# Start of Reading text
Yet, the whisper in my mind was this: There’s no rational time to take a pilgrimage.
It’s a call, a summons.
There’s a cost to saying yes.
But it costs more to say no.
Time slowed in the Legacy Museum, just like it slows in the Holocaust Museum and Pearl Harbor. Memorials like these suspend time. They’re the opposite Disney World or Atlantis, escapes that have an addictive ability to remove us from the real and replace it with the pleasurable. Americans spend billions of dollars for those experiences—experiences let us forget.
How much should we pay to remember?
Wandering through the museum, I read advertisements placed by former slaves after the Civil War. They were looking for missing relatives—a child, a parent, a spouse. I wondered if any of them had been reunited. I looked into the eyes of the people photographed—sharecroppers without shoes, young white men holding pro-segregation signs with such confidence—and I pondered what happened to each of them.
Towards the end of the visit, I spoke with a security worker who stood quietly against the wall in one of the exhibition rooms.
“It must be difficult to spend every day here,” I said.
She shifted from one foot to the other. “It gives me hope.”
“How’s that?” I said.
“I watch each person take a moment to remember this history. They can change the future if they’re aware of what happened, every single one of them.”
# End of Reading text
- **Requirement**
Carry on the essay about visiting the Legacy Museum, picking up right after the security worker's last words. The records that follow come from a different source than the essay.
# Start of Dataset extract
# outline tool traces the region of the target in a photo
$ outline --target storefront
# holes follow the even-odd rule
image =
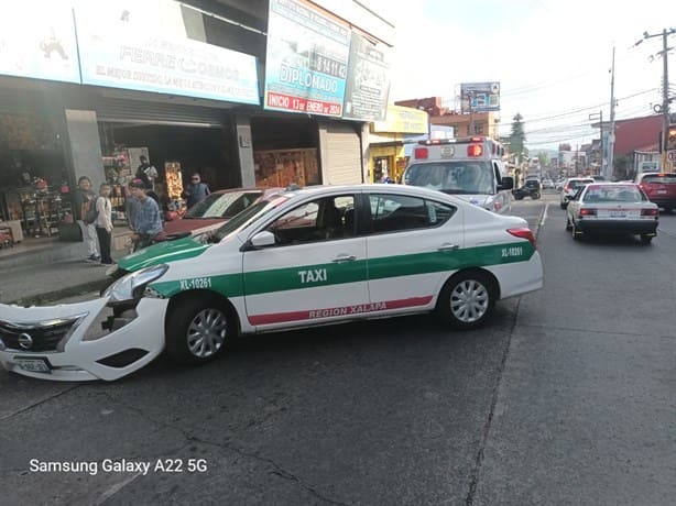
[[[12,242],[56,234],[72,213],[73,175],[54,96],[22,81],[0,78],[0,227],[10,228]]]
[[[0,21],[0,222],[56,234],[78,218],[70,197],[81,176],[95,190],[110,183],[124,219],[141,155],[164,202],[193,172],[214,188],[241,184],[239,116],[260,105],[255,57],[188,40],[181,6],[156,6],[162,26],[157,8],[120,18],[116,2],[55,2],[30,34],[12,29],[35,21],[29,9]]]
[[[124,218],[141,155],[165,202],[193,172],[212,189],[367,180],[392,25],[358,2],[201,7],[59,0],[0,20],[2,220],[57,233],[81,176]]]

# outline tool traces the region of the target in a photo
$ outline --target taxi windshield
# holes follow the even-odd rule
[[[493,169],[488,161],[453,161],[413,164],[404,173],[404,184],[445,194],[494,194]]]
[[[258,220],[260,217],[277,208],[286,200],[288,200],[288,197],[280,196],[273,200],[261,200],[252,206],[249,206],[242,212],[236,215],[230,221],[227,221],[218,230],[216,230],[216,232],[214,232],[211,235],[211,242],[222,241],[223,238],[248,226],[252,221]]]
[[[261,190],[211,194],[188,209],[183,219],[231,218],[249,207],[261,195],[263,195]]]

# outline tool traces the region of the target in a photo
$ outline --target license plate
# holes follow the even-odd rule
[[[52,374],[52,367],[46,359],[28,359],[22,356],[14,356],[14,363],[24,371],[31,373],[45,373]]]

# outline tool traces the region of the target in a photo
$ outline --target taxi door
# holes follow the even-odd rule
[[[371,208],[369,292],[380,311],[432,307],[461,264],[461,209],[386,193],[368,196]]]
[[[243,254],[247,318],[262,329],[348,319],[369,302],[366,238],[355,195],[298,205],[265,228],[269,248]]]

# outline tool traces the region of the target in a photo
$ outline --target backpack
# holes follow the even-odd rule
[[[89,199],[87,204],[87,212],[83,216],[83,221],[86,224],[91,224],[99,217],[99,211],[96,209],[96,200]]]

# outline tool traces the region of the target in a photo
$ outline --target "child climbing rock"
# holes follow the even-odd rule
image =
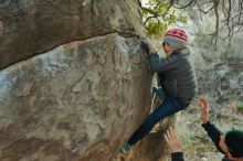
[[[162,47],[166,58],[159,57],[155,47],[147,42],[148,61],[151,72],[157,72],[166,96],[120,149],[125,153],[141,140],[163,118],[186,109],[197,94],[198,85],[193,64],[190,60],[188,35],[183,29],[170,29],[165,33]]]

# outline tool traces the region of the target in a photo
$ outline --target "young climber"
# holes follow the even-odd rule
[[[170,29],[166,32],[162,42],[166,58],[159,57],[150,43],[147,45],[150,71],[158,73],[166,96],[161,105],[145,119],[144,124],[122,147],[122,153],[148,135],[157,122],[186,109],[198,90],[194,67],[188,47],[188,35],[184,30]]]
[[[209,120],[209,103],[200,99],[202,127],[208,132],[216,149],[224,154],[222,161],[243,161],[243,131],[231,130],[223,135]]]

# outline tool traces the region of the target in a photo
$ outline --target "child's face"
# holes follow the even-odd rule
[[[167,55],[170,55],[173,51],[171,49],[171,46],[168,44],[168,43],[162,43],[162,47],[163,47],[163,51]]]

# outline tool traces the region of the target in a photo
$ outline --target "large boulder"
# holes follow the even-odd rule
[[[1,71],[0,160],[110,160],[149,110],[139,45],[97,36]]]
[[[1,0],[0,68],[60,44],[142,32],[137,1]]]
# End of Dataset extract
# Start of Dataset extract
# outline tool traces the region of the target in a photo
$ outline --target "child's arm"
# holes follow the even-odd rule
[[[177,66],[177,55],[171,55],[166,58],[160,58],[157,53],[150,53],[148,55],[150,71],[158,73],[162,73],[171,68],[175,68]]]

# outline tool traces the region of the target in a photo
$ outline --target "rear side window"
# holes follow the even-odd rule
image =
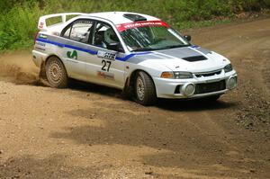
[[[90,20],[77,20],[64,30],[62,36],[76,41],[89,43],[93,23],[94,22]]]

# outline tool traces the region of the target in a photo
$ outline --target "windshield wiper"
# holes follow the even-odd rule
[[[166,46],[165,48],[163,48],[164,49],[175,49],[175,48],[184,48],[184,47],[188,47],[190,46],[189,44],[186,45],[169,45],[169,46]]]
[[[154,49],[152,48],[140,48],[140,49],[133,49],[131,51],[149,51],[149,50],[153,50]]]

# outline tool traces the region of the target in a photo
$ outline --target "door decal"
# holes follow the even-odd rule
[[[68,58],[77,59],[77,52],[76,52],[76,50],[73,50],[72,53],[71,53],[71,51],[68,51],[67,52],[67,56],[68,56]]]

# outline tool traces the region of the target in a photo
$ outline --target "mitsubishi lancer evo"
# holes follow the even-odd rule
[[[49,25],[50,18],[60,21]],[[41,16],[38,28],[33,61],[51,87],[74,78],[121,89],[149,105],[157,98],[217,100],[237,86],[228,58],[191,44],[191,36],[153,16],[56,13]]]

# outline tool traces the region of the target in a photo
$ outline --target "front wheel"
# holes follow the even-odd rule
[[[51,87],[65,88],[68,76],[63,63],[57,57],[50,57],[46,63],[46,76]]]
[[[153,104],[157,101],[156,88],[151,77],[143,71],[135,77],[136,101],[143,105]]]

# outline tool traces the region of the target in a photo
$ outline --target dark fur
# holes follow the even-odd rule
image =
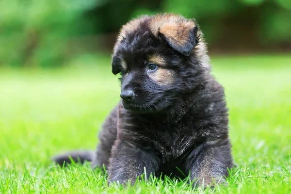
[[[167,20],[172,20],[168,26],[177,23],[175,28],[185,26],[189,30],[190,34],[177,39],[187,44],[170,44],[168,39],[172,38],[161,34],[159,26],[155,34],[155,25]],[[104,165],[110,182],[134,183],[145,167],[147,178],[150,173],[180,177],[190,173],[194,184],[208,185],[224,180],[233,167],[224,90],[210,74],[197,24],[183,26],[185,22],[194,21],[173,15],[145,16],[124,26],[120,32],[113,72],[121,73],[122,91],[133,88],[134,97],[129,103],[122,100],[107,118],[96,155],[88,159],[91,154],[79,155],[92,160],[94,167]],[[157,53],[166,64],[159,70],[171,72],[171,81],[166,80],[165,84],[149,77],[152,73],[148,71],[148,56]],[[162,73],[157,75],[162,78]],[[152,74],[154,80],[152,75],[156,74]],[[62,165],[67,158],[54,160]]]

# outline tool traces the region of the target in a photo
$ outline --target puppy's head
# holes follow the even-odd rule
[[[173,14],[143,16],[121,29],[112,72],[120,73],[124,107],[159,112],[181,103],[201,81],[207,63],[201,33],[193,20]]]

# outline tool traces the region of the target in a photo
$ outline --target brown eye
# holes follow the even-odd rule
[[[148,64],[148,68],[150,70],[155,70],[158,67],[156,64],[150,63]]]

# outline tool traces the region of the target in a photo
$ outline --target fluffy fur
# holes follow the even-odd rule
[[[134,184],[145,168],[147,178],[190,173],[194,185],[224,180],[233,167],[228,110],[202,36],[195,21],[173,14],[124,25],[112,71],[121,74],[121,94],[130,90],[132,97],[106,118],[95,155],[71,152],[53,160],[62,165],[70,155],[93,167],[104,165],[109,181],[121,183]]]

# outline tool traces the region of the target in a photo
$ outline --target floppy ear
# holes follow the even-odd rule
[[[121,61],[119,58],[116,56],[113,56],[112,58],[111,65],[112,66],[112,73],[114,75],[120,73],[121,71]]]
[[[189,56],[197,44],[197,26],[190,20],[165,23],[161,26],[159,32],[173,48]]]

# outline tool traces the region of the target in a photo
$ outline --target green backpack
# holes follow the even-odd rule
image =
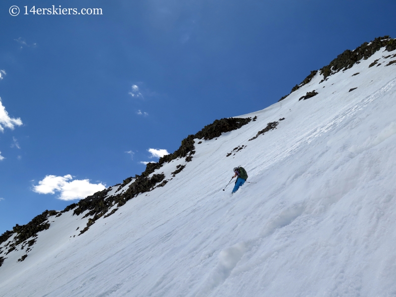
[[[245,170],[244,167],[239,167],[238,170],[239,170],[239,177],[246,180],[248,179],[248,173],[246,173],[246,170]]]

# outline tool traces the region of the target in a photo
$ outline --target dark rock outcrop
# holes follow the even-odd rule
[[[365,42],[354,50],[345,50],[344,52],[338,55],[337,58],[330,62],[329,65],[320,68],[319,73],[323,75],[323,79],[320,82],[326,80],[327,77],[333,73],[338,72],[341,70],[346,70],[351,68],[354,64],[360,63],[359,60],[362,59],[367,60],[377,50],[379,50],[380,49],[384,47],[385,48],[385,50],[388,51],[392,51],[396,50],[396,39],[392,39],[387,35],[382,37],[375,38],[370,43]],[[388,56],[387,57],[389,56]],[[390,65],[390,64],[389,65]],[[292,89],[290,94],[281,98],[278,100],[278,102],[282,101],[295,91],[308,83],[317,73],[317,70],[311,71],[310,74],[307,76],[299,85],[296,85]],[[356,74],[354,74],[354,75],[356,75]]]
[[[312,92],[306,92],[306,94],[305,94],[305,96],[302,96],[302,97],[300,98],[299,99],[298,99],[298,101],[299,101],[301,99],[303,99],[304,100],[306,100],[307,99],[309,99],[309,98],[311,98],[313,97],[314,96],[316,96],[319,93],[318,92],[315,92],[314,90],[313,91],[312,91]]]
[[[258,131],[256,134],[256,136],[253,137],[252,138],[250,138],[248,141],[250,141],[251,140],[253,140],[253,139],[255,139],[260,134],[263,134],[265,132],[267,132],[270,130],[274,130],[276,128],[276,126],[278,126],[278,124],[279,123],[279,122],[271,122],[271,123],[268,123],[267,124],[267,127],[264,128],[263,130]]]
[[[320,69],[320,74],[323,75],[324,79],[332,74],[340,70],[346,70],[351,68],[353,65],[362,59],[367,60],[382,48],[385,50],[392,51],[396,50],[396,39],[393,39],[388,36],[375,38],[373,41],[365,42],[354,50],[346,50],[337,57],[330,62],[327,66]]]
# End of Dataset extract
# Start of Dataset extract
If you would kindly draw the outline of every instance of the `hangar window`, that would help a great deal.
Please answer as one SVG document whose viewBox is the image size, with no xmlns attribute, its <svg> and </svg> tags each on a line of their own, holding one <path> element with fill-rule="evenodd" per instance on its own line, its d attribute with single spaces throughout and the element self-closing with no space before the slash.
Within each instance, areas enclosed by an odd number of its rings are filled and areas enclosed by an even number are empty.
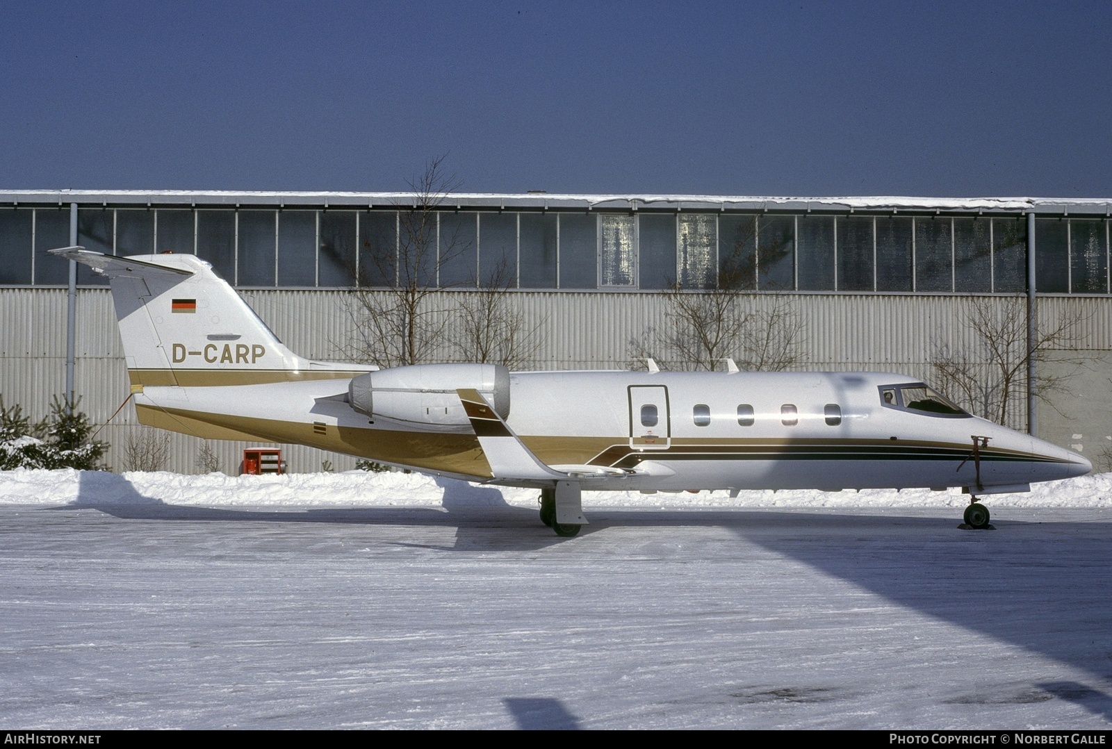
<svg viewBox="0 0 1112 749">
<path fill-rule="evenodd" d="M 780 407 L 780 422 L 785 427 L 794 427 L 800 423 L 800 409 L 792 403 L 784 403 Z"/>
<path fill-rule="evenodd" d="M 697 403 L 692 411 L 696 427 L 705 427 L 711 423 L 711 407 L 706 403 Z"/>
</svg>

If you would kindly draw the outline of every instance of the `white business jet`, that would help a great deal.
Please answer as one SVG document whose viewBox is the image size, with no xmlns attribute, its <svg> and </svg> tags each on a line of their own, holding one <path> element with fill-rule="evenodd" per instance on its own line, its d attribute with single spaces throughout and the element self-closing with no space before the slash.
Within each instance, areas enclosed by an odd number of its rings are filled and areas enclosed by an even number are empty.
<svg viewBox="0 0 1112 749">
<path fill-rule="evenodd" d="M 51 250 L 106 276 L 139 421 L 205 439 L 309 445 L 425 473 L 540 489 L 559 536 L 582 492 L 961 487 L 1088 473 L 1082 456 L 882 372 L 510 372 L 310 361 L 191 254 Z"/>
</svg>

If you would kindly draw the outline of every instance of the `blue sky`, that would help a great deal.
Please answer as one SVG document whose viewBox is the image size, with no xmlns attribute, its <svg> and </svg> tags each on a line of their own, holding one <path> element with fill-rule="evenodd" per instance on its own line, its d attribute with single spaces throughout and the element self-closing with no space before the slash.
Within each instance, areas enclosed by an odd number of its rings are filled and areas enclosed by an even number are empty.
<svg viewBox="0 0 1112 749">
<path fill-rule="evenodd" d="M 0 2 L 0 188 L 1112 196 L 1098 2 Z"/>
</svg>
# End of Dataset extract
- **Written response**
I thought of my colleague, Stephanie Arel, who spent months visiting memorials around the world and speaking those who work in them. She describes many of these workers as what Henri Nouwen calls“wounded healers,” people who transform their own suffering to “become a source of life for others.” It’s counterintuitive work because we often believe proximity to grief deepens it. But really, it does the opposite.
It clarifies.
It connects.
It restores hope and creates the possibility for change.
I looked around me: How many of the people here were wounded healers? Imagine all they could transform.
Ahead of me was a group of high school students. Retirees walked behind. All of them had chosen to witness this history on a sunny spring day when they could have taken a hike, brunched on avocado toast. Instead, they opted remember the past because it’s one way to breathe hope into the future.
This is the heart of a pilgrimage—it’s a journey that changes by challenging. People might sit in silence at a convent or walk miles along the Camino with blistered feet. Sometimes, they undertake these journeys to make penance for wrongdoing, or they’re trying to become closer to God. Other times, they’re experiencing grief and yearn for the weight of their suffering to ease.
Often, people visit religious sites for pilgrimages, but not always. The pilgrimage might be to a childhood home or a historic place—locations that matter for different reasons. Still, there’s usually something spiritual at stake—to atone or to simply give thanks.
For me, the Legacy Museum was a pilgrimage unplanned. I didn’t expect to be there that morning—I intended to take my daughter to ballet. And yet, there I was, learning about how the world I live in now descended from this history—from the choices some people made and the choices others didn’t have the freedom to decide. Seeing the faces of those individuals and reading their stories of trauma was difficult. It also changed me. I hope I’ll live differently because of what I witnessed.
This morning, I’m remembering the high school students, the retirees, and the people in the photographs. I’m thinking of my friend, who extended that last-minute invitation. I’m reflecting on the security worker keeping watch over every visitor who paused, who looked, who remembered. I’m recalling that pilgrims don’t travel alone, that there’s safety in numbers.
How did each of them say yes?
How will you?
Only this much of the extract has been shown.